Reproduce every one of the entries below word for word, line by line, changing nothing.
— begin —
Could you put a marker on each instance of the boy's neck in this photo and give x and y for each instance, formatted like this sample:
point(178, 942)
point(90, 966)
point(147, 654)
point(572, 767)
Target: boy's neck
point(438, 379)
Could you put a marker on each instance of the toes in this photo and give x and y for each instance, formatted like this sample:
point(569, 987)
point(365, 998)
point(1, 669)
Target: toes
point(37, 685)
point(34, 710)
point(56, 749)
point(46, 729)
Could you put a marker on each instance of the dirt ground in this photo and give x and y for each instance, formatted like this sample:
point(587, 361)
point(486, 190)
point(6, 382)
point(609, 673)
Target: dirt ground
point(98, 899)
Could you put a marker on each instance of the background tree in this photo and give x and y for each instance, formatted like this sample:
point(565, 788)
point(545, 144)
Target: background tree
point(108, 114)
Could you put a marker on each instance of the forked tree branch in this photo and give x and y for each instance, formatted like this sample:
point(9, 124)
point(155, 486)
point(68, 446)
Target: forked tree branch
— end —
§ **WRITTEN SOLUTION**
Could you put a marker on each instance of the boy's neck in this photo and give x and y for each instance, formatted like this sample:
point(178, 942)
point(90, 966)
point(147, 654)
point(572, 767)
Target: boy's neck
point(438, 379)
Could you put a marker on each instance of the toes in this photo and give x and y for each instance, formatted like this sample:
point(569, 987)
point(365, 998)
point(1, 669)
Target: toes
point(37, 685)
point(34, 710)
point(56, 749)
point(46, 729)
Could you put a marker on each instance of the dirt ground in this photo and give x and y for each instance, formatted like this sample:
point(587, 361)
point(486, 190)
point(6, 382)
point(609, 673)
Target: dirt ground
point(98, 899)
Could you put a marker on each instance of the background tree in this photo and give x and y for each instance, formatted like this sample:
point(565, 788)
point(545, 144)
Target: background tree
point(108, 114)
Could you put a marker on each instance of the forked tree branch in this photo and give x and y for each instance, formatted like this sample:
point(9, 124)
point(155, 486)
point(68, 446)
Target: forked tree branch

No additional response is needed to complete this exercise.